# The problem
Each record must reappear in the answer exactly as it is written.

** Data for processing follows **

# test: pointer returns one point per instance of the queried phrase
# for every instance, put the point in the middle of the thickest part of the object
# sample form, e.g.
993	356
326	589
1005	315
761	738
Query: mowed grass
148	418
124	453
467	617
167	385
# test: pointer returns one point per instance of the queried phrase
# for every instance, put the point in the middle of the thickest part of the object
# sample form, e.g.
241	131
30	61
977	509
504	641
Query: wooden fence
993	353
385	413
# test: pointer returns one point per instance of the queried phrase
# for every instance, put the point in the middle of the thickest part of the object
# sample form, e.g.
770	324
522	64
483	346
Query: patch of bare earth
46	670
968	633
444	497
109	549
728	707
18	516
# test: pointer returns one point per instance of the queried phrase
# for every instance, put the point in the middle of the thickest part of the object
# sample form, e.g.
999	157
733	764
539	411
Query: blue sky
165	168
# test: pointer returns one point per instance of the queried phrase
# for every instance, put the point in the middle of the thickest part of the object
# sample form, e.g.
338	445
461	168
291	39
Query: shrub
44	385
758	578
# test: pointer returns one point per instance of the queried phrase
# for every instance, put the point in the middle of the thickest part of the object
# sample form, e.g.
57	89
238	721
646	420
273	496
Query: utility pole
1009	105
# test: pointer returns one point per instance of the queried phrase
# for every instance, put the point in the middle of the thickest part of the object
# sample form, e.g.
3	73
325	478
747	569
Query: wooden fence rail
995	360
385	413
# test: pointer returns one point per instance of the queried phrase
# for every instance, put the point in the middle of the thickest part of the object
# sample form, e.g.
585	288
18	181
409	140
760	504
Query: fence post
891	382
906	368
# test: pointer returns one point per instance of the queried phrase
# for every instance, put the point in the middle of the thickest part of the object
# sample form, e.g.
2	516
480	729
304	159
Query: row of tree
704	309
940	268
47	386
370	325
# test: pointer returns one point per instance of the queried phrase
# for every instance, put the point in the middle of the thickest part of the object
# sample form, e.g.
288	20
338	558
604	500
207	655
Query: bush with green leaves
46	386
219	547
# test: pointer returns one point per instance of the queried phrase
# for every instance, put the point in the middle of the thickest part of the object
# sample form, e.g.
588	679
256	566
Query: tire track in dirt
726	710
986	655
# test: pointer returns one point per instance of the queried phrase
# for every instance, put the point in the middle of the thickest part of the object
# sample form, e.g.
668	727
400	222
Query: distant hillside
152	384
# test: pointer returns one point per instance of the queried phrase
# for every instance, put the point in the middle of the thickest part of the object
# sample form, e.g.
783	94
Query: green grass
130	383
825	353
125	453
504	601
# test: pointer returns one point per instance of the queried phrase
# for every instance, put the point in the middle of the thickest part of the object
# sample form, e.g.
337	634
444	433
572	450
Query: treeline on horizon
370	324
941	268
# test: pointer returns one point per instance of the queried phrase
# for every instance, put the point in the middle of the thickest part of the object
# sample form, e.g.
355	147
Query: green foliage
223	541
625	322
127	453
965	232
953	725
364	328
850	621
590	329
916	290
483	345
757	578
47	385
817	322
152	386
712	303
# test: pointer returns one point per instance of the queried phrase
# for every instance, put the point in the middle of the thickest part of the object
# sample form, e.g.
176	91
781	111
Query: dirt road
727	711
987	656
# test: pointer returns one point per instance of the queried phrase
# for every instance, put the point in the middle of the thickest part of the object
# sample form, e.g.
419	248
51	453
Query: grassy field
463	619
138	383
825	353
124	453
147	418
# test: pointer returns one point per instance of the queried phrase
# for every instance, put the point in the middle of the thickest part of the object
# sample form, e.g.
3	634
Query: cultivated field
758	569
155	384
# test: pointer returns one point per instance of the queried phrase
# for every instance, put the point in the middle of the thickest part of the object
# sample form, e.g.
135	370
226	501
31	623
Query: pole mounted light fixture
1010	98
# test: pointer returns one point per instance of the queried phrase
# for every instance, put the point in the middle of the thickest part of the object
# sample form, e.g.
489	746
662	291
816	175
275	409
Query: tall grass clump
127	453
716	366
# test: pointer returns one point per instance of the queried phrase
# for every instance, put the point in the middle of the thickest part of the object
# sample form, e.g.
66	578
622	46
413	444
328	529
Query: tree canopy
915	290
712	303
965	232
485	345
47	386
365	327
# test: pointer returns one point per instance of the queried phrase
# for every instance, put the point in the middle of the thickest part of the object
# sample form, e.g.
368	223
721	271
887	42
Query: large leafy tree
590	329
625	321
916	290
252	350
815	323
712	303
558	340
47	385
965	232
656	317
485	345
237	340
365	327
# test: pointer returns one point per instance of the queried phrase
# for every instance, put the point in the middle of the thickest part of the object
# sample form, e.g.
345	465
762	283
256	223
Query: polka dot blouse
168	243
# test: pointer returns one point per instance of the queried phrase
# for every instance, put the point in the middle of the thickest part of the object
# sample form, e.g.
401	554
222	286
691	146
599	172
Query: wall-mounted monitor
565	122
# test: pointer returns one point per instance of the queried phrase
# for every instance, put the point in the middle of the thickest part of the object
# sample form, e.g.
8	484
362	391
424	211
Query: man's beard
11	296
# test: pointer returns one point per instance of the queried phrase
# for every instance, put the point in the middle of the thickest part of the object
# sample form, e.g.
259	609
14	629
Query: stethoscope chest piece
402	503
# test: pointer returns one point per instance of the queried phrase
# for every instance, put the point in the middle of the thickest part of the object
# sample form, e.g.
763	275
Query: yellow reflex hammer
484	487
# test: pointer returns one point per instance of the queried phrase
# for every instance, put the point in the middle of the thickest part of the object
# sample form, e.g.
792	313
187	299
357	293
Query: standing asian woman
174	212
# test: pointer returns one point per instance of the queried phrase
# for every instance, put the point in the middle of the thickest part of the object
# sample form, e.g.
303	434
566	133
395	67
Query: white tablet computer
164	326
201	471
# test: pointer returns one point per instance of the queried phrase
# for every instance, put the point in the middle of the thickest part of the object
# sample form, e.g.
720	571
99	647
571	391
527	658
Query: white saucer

** End of Data for processing **

# Written solution
# test: pointer returns one point per instance of the queried phrase
# for every instance, put the point in the middle of the thickest part of the object
# sample form, e.g.
993	356
326	589
1005	315
761	738
Query: mowed grass
148	418
124	453
467	617
167	385
# test: pointer returns one point per instance of the queried phrase
# for every instance, put the point in the middle of the thickest part of the object
# sample form, e.g.
241	131
30	61
977	509
504	641
Query: wooden fence
993	353
385	413
# test: pointer returns one point per instance of the queried phrase
# for every instance, put the point in the middle of the thickest part of the object
# sample form, e.g.
770	324
522	64
483	346
Query: patch of bare earth
46	670
968	633
444	497
109	549
728	707
18	516
# test: pointer returns one point per instance of the queried phrase
# for every instance, put the point in the middle of the thickest part of the object
# sample form, e.g.
999	157
733	764
539	411
Query: blue sky
165	168
# test: pointer returns one point per instance of the queried phrase
# for every instance, put the point in the middle of the thickest part of the object
# sample form, e.g.
338	445
461	168
291	39
Query: shrub
44	385
758	578
# test: pointer returns one point per instance of the queried phrase
# for every instance, put the point in the middle of the thickest part of the object
# sample form, e.g.
57	89
238	721
646	420
273	496
Query: utility pole
1009	105
# test: pointer returns one point per instance of the queried phrase
# for every instance, put the point in the middle of the thickest part of the object
# sample form, e.g.
3	73
325	478
747	569
Query: wooden fence rail
995	360
385	413
# test: pointer returns one point per instance of the queried phrase
# for every instance, put the point in the middle of the thickest part of the object
# sample form, e.g.
585	288
18	181
409	140
760	504
Query: fence post
891	382
906	368
# test: pointer returns one point per instance of the queried phrase
# for every instance, put the point in the middle of the thickest part of the object
# sample form, e.g.
2	516
480	729
304	159
Query: row of tree
704	309
940	268
47	386
370	325
# test: pointer returns one point per instance of the queried phrase
# for every instance, put the point in the middle of the thickest part of the object
# sample form, e.g.
288	20
338	558
604	500
207	655
Query: bush with green leaves
46	386
219	547
# test: pointer returns one point per instance of the queried phrase
# for every instance, put the point in the middle of the thickest part of the object
# sample form, e.g.
588	679
256	566
Query: tire track in dirt
726	710
986	655
# test: pointer returns one point per instance of the queried phrase
# for every instance, put the point in the middle of the thickest part of the object
# sample form, e.g.
668	727
400	222
Query: distant hillside
152	384
# test: pointer returns one point per instance of the queried phrase
# for every instance, put the point in the middle of the thickest part of the object
# sample form, e.g.
783	94
Query: green grass
130	383
825	353
125	453
504	601
# test: pointer returns one point per instance of the queried phrase
# for every instance, put the point in the middle of the thickest part of the object
# sample form, e.g.
337	634
444	433
572	450
Query: treeline on horizon
370	324
941	268
# test: pointer returns one point per instance of the queried phrase
# for every instance, put the point in the middle of the thickest part of the object
# sample form, e.g.
355	147
Query: green foliage
223	541
625	322
127	453
965	232
953	725
364	328
850	621
590	329
916	290
483	345
757	578
47	385
817	322
152	386
712	303
# test: pointer returns one point per instance of the queried phrase
# for every instance, put the point in the middle of the thickest part of the object
# sample form, e.g.
176	91
781	111
Query: dirt road
727	711
987	656
# test: pointer returns one point per instance of the queried phrase
# for every instance, put the point in the middle of the thickest part of the object
# sample form, e.g.
419	248
51	453
Query: grassy field
463	619
138	383
825	353
124	453
147	418
# test: pointer returns one point per instance of the queried phrase
# for every instance, put the point in the middle of the thickest part of the object
# sample form, e.g.
3	634
Query: cultivated field
758	569
155	384
# test: pointer returns one point per instance of the queried phrase
# for every instance, put the point in the middle of the thickest part of the object
# sample form, e.g.
135	370
226	501
31	623
Query: pole mounted light fixture
1010	98
# test: pointer returns one point per instance of the queried phrase
# for every instance, put the point in the middle of the thickest part of the object
# sample form, e.g.
489	746
662	291
816	175
275	409
Query: tall grass clump
127	453
716	366
# test: pointer returns one point per instance of the queried phrase
# for every instance, put the point in the middle of the thickest part of the object
# sample form, e.g.
66	578
622	46
413	444
328	529
Query: tree canopy
915	290
712	303
965	232
485	345
47	386
365	327
# test: pointer returns one point per instance of the queried phrase
# for every instance, put the point in the middle of the thickest part of the object
# sample form, e.g.
368	223
721	271
887	42
Query: large leafy tree
590	329
625	321
916	290
252	350
815	323
712	303
558	340
47	385
965	232
656	317
485	345
237	340
365	327
# test: pointer returns one point per instance of the queried phrase
# for every instance, put the point in the middle of the thickest part of the object
# sample form, e.g.
345	465
762	283
256	223
Query: polka dot blouse
168	243
# test: pointer returns one point per instance of the queried phrase
# for every instance, put the point in the middle of the thickest part of the object
# sample form, e.g.
401	554
222	286
691	146
599	172
Query: wall-mounted monitor
565	122
# test: pointer returns one point per instance of the queried phrase
# for every instance, put the point in the middle of the thickest part of the object
# sample form, e.g.
8	484
362	391
424	211
Query: man's beard
11	296
# test: pointer returns one point per instance of the queried phrase
# for every instance, put the point in the middle of the thickest part of the object
# sample form, e.g.
259	609
14	629
Query: stethoscope chest piece
402	503
# test: pointer returns one point per instance of the queried phrase
# for every instance, put the point in the middle of the thickest part of the object
# sample form, e.g.
763	275
Query: yellow reflex hammer
484	487
# test: pointer returns one point per instance of the queried phrase
# for every instance, put the point in the middle of the thickest part of the object
# sample form, e.g.
792	313
187	299
357	293
Query: standing asian woman
174	212
# test: pointer returns one point per instance of the queried phrase
# for every instance, put the point in the middle of the thickest part of the object
# sample form, e.g.
303	434
566	133
395	67
Query: white tablet computer
164	326
201	471
# test: pointer returns one point per instance of the queried phrase
# for every instance, put the point in the middle of the thickest part of the object
# sample form, e.g.
720	571
99	647
571	391
527	658
Query: white saucer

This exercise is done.